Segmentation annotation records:
>> Begin
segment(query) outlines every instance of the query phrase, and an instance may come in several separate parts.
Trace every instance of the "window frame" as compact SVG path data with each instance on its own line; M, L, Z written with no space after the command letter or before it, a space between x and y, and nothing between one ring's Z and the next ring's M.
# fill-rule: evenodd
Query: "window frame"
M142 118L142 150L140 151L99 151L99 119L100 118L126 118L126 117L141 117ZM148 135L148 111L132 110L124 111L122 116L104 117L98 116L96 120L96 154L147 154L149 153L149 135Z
>> End
GIVEN INSTRUCTION ->
Retype the entire listing above line for line, changing nothing.

SOLUTION TO THIS TASK ->
segment(query) outlines every instance of the query phrase, and an instance may come in several separate parts.
Trace every instance of the "window frame" as compact SVG path data with each instance on its own line; M, L, Z written with no space after the command letter or before it, a space between x and y, and nothing between one ring's Z and the next ring's M.
# fill-rule: evenodd
Query: "window frame"
M142 118L142 150L140 151L99 151L99 119L100 118L126 118L126 117L141 117ZM148 135L148 111L132 110L124 111L122 116L104 117L98 116L96 120L96 154L147 154L149 153L149 135Z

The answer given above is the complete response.